[Aufgabe 1]
Gib aus dem Forumsthread über die Zanderbrut den Abschnitt von „Nun meine Frage“ bis „Kiemendeckel genau erkennen.“ erneut wieder und ersetze darin „Kiemendeckel“ durch „Flossen“.

[Vorliegender Text]
★ ★ ★ ★ ★ ★ ★

# Zanderbrut Wachstum Ablaichdatum? siehe Bilder ???



## Knobbes (13. Juni 2009)

Hi,

war gestern mal mit der Senke unterwegs um zu sehen, wie groß die Zanderbrut schon ist.
Ich fing sehr viel mit so 1,5 bis 2 cm und auch paar die schon 5 bis 6cm hatten.
Nun meine Frage dazu, was meint ihr wieviel Wochen da Unterschied zwischen den beiden besteht?
Also wann das Ablaichdatum gewesen sein könnte?
Denke mal das die kleinen erst so Mitte Mai geschlüpft sind, aber die mit 6cm schon Mitte oder Anfang April.
Was meint ihr dazu?

Übrigens die kleinen konnt man an den Kiemendeckel genau erkennen.
In dem See gibt es keine anderen Raubfische nur Zander, so das eine Verwechslung mit anderen ausgeschlossen ist.


----------



## Knobbes (13. Juni 2009)

*AW: Zanderbrut Wachstum Ablaichdatum? siehe Bilder ???*

Vielleicht kann mir ja heut abend noch einer weiterhelfen ?


----------



## Hannes94 (13. Juni 2009)

*AW: Zanderbrut Wachstum Ablaichdatum? siehe Bilder ???*

Die armen zander  lass die liber wachsen !!!


----------



## Knobbes (13. Juni 2009)

*AW: Zanderbrut Wachstum Ablaichdatum? siehe Bilder ???*

Hey Hannes94, 
klar lass ich die wachsen, hat mich halt an meinem See mal interessiert was an Zanderbrut nachkommt und ein Bekannten von mir hab ich mal ein paar für seinen neuen See abgegeben.


----------



## Gardenfly (13. Juni 2009)

*AW: Zanderbrut Wachstum Ablaichdatum? siehe Bilder ???*



Knobbes schrieb:


> Hi,
> 
> war gestern mal mit der Senke unterwegs um zu sehen, wie groß die Zanderbrut schon ist.
> Ich fing sehr viel mit so 1,5 bis 2 cm und auch paar die schon 5 bis 6cm hatten.
> ...



Nö,
wahrscheinlich alle gleich alt,die kleineren werden bald Futter für die anderen.
Besser als wenn alle 2cm hätten.


----------



## Knobbes (14. Juni 2009)

*AW: Zanderbrut Wachstum Ablaichdatum? siehe Bilder ???*

Glaub ich jetzt nicht, das die alle gleich alt sind.
Wo sind denn die Experten , die sich auskennen?

★ ★ ★ ★ ★ ★ ★

[Vorliegende Datensätze]
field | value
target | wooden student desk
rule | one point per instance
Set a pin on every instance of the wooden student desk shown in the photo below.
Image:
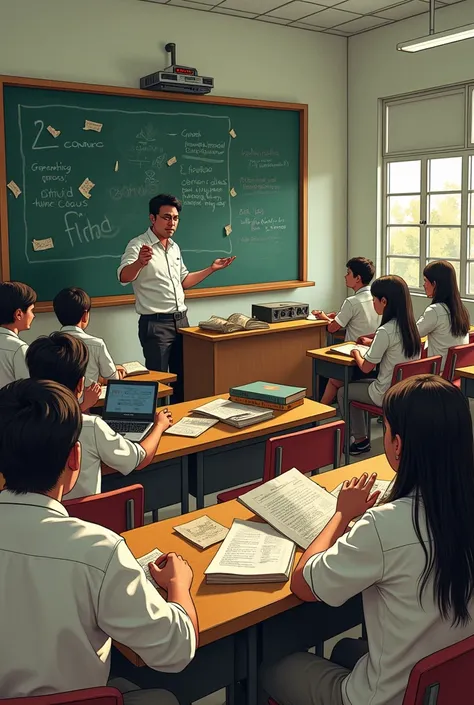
(215, 362)
(236, 619)
(219, 458)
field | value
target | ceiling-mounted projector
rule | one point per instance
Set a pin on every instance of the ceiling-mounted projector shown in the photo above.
(177, 79)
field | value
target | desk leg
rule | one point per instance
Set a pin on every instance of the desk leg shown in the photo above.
(199, 481)
(347, 436)
(184, 485)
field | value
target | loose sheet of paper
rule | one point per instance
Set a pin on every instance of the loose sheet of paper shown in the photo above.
(46, 244)
(203, 532)
(191, 426)
(14, 188)
(91, 125)
(293, 504)
(149, 558)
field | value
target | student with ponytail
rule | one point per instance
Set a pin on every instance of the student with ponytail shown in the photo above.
(446, 320)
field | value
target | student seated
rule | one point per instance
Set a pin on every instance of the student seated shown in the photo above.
(17, 303)
(72, 308)
(412, 557)
(357, 314)
(446, 320)
(397, 340)
(69, 586)
(62, 358)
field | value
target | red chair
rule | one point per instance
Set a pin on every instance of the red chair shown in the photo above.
(458, 356)
(427, 365)
(306, 450)
(118, 510)
(443, 678)
(89, 696)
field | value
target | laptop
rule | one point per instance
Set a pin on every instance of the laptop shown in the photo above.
(129, 407)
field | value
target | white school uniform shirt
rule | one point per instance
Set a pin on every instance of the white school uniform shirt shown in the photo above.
(68, 587)
(158, 287)
(100, 444)
(357, 315)
(436, 324)
(100, 361)
(386, 349)
(382, 558)
(12, 357)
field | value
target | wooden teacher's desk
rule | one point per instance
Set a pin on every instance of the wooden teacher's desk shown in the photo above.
(220, 458)
(229, 614)
(214, 362)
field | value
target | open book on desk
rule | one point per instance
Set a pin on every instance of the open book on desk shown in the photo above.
(252, 552)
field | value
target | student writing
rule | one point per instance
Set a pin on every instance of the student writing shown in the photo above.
(62, 358)
(17, 302)
(411, 557)
(446, 320)
(396, 340)
(357, 314)
(70, 586)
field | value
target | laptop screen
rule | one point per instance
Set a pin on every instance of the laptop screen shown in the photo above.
(130, 400)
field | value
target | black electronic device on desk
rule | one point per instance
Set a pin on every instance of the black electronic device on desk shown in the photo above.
(280, 312)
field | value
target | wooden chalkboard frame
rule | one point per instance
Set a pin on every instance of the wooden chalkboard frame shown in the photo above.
(121, 300)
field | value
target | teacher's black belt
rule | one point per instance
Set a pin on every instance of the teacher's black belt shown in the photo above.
(177, 316)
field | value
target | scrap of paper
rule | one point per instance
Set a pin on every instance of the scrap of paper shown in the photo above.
(53, 132)
(85, 188)
(91, 125)
(39, 245)
(14, 188)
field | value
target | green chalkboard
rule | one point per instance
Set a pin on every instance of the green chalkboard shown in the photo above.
(128, 163)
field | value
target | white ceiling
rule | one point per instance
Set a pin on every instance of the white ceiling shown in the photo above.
(342, 17)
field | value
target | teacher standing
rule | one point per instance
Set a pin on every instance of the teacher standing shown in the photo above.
(152, 263)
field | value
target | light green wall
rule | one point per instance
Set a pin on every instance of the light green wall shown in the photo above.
(378, 70)
(117, 41)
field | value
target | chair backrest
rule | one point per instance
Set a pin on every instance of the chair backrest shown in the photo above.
(423, 366)
(458, 356)
(443, 678)
(306, 450)
(119, 510)
(89, 696)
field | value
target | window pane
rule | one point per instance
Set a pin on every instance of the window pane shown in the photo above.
(404, 177)
(404, 241)
(445, 209)
(403, 209)
(444, 243)
(408, 269)
(445, 174)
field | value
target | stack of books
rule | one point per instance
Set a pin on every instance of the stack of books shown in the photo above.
(280, 397)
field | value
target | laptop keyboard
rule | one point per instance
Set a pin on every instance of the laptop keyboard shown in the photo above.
(128, 426)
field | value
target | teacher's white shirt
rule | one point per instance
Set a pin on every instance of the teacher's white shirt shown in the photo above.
(158, 287)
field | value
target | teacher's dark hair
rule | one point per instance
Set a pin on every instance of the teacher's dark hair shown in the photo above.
(432, 418)
(164, 199)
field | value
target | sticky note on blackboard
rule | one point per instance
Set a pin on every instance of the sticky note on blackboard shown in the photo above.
(85, 188)
(91, 125)
(14, 188)
(46, 244)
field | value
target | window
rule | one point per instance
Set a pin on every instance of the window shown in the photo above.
(428, 193)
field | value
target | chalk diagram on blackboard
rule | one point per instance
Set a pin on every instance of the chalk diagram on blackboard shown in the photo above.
(221, 190)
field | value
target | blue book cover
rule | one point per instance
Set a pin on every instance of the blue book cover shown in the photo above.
(268, 391)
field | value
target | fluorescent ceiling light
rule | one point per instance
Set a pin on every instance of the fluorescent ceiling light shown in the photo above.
(438, 39)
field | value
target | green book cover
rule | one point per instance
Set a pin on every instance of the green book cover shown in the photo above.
(269, 391)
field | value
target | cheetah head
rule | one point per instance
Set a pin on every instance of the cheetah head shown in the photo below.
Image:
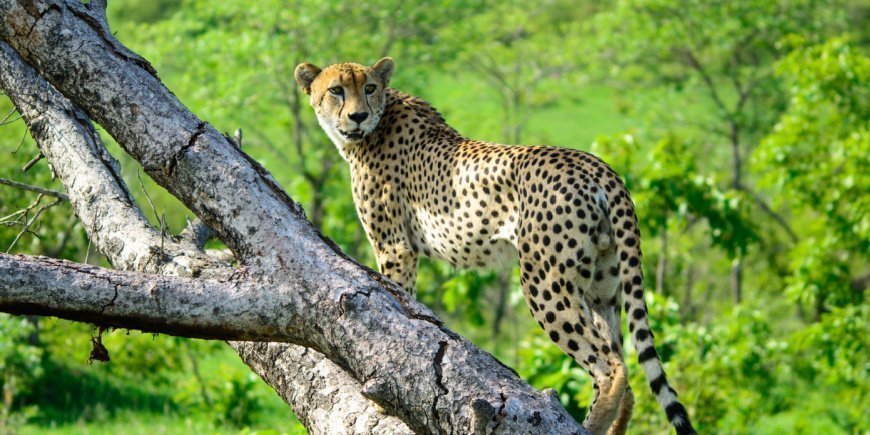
(348, 98)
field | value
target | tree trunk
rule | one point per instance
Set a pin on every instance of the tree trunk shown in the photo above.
(294, 285)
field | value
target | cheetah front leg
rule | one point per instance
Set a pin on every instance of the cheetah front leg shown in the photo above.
(399, 263)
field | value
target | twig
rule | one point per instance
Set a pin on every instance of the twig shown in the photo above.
(766, 208)
(30, 222)
(32, 162)
(21, 142)
(147, 196)
(40, 190)
(10, 121)
(8, 115)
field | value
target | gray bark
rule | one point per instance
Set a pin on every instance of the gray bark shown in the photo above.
(99, 195)
(401, 354)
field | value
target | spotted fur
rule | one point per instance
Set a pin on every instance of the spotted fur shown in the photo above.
(421, 188)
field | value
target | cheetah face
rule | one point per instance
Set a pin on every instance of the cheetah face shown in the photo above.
(348, 98)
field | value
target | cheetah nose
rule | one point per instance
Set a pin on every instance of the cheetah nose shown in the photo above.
(358, 117)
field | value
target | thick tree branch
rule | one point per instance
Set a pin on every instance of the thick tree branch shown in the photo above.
(37, 189)
(197, 308)
(406, 359)
(324, 397)
(284, 374)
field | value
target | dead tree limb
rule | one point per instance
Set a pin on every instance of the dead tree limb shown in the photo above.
(405, 358)
(286, 367)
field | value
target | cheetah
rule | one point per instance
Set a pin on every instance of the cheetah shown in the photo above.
(421, 188)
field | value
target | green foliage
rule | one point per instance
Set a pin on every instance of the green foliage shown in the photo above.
(816, 157)
(740, 128)
(20, 364)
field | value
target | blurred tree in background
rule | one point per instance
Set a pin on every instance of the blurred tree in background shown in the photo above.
(740, 127)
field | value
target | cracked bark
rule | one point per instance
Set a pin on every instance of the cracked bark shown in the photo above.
(387, 342)
(100, 197)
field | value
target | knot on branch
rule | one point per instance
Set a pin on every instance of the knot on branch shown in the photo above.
(483, 412)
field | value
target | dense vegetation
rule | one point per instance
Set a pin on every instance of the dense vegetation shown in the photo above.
(741, 128)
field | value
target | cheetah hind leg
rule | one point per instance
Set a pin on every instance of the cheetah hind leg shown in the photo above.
(555, 296)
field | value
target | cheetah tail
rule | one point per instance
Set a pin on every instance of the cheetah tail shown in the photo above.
(628, 250)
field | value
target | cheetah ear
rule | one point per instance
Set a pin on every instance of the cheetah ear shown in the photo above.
(383, 69)
(305, 74)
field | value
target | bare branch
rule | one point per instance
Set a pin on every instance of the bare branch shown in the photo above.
(196, 308)
(30, 222)
(285, 379)
(42, 190)
(32, 162)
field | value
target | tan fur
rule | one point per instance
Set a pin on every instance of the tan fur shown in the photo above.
(420, 188)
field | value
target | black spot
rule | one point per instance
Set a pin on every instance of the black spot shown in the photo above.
(658, 383)
(573, 345)
(647, 354)
(641, 334)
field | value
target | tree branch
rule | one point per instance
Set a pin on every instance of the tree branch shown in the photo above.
(40, 99)
(37, 189)
(407, 361)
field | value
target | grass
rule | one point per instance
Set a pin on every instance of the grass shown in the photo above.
(74, 398)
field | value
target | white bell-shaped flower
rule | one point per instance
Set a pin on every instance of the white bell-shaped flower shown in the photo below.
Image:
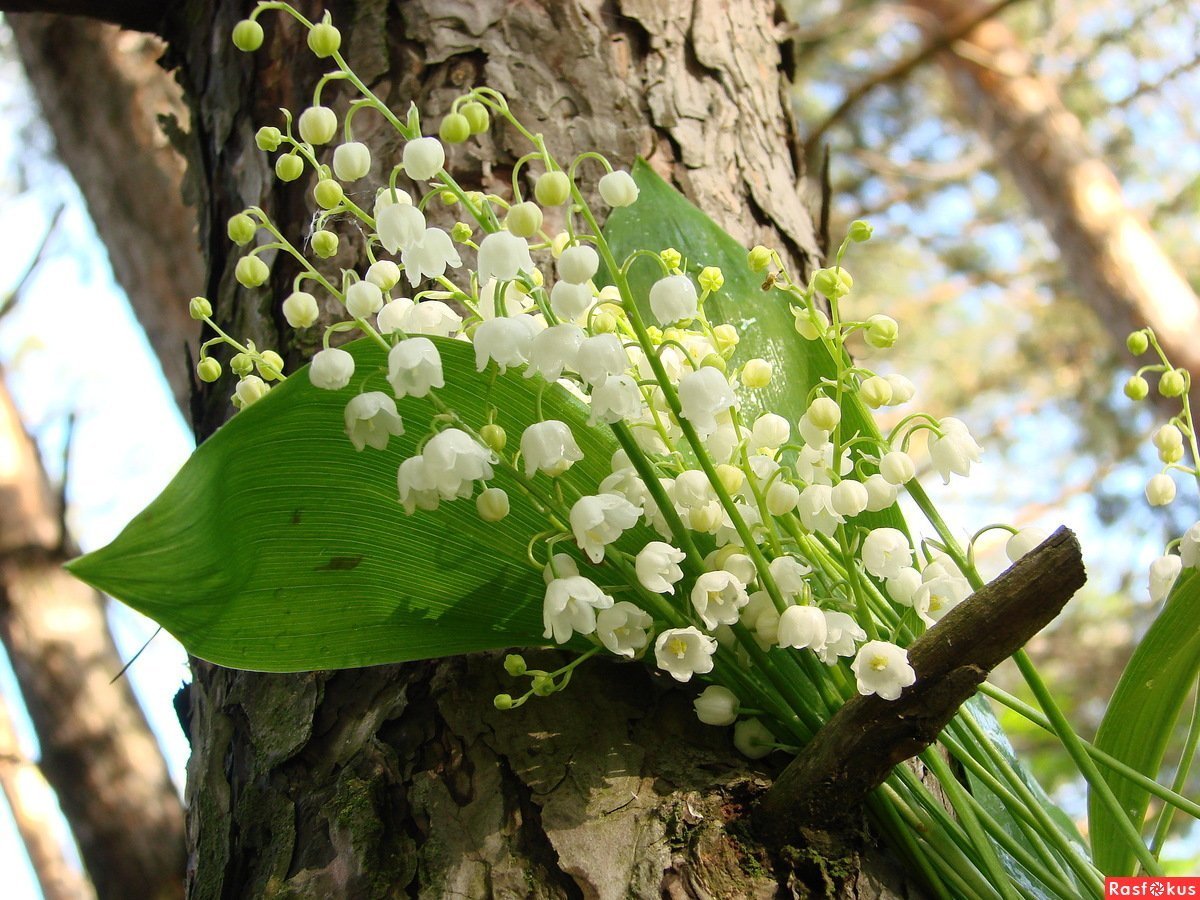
(599, 520)
(331, 369)
(579, 264)
(702, 395)
(400, 227)
(600, 355)
(882, 669)
(549, 447)
(454, 461)
(658, 567)
(953, 453)
(371, 419)
(352, 161)
(684, 652)
(553, 351)
(414, 366)
(503, 256)
(424, 157)
(430, 257)
(624, 629)
(673, 299)
(505, 341)
(616, 399)
(570, 607)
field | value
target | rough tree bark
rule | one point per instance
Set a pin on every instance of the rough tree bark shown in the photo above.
(405, 780)
(1113, 258)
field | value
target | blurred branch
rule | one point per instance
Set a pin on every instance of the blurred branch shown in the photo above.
(903, 67)
(33, 807)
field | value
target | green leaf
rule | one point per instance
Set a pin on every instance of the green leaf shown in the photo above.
(1143, 714)
(663, 217)
(279, 547)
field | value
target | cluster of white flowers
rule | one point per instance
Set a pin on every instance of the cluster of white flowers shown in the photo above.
(731, 535)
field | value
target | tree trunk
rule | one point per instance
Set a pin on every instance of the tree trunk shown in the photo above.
(405, 780)
(1109, 251)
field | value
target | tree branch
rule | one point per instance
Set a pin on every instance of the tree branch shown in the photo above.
(826, 785)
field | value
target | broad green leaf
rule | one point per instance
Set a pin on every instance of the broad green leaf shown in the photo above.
(279, 547)
(1143, 714)
(663, 217)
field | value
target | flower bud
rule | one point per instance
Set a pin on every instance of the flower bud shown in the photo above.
(288, 167)
(759, 258)
(492, 504)
(477, 117)
(199, 307)
(523, 220)
(269, 365)
(324, 244)
(552, 189)
(251, 271)
(756, 373)
(208, 370)
(268, 138)
(317, 125)
(881, 331)
(1173, 383)
(861, 231)
(1159, 490)
(300, 309)
(424, 159)
(493, 436)
(324, 40)
(241, 229)
(1137, 388)
(352, 161)
(328, 193)
(247, 35)
(1138, 342)
(243, 364)
(618, 189)
(455, 129)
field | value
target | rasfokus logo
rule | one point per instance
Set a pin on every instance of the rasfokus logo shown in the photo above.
(1152, 886)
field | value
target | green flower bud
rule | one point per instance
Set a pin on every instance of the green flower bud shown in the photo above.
(324, 244)
(324, 40)
(711, 279)
(523, 220)
(1173, 383)
(208, 370)
(455, 129)
(834, 283)
(247, 35)
(269, 365)
(759, 258)
(477, 117)
(288, 167)
(243, 364)
(268, 138)
(1137, 388)
(881, 331)
(328, 193)
(241, 229)
(251, 271)
(495, 437)
(861, 231)
(552, 189)
(198, 307)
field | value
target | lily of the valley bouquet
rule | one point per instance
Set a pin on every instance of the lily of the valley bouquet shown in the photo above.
(637, 441)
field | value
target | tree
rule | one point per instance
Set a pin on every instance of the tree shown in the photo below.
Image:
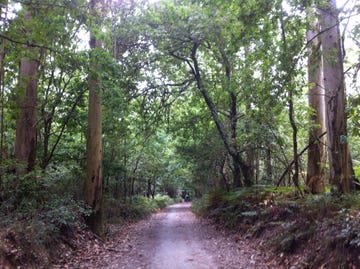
(316, 152)
(333, 78)
(94, 184)
(25, 142)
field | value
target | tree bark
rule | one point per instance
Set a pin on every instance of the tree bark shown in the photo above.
(25, 139)
(94, 181)
(316, 152)
(239, 165)
(335, 98)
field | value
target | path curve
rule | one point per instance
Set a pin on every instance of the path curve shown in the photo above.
(175, 238)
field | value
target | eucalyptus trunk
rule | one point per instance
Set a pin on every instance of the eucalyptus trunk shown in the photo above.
(316, 151)
(25, 139)
(333, 72)
(94, 178)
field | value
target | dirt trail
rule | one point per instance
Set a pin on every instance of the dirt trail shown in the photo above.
(175, 238)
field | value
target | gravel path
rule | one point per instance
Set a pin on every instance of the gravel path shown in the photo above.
(175, 238)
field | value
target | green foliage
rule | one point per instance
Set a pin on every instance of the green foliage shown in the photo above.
(134, 209)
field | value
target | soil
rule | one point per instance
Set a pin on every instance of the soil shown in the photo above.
(173, 238)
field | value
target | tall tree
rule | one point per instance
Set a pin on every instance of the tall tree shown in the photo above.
(94, 178)
(25, 141)
(333, 70)
(316, 151)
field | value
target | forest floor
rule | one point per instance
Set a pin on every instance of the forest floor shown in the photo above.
(272, 235)
(173, 238)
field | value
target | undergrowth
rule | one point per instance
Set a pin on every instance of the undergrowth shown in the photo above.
(289, 223)
(134, 208)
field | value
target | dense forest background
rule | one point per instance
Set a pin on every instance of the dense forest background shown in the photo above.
(107, 106)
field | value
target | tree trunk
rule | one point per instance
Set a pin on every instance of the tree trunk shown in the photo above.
(229, 146)
(94, 184)
(335, 98)
(316, 151)
(268, 165)
(25, 140)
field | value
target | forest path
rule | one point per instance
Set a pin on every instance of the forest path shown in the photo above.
(175, 238)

★ ★ ★ ★ ★ ★ ★

[Aufgabe 2]
Filtere die Datensätze oben und übernimm jede Zeile, in der die Zeichenfolge „rasfokus“ vorkommt.

[Richtige Antwort 1]
Nun meine Frage dazu, was meint ihr wieviel Wochen da Unterschied zwischen den beiden besteht?
Also wann das Ablaichdatum gewesen sein könnte?
Denke mal das die kleinen erst so Mitte Mai geschlüpft sind, aber die mit 6cm schon Mitte oder Anfang April.
Was meint ihr dazu?

Übrigens die kleinen konnt man an den Flossen genau erkennen.

[Richtige Antwort 2]
target | rasfokus logo
Set a pin on every instance of the rasfokus logo shown in the photo above.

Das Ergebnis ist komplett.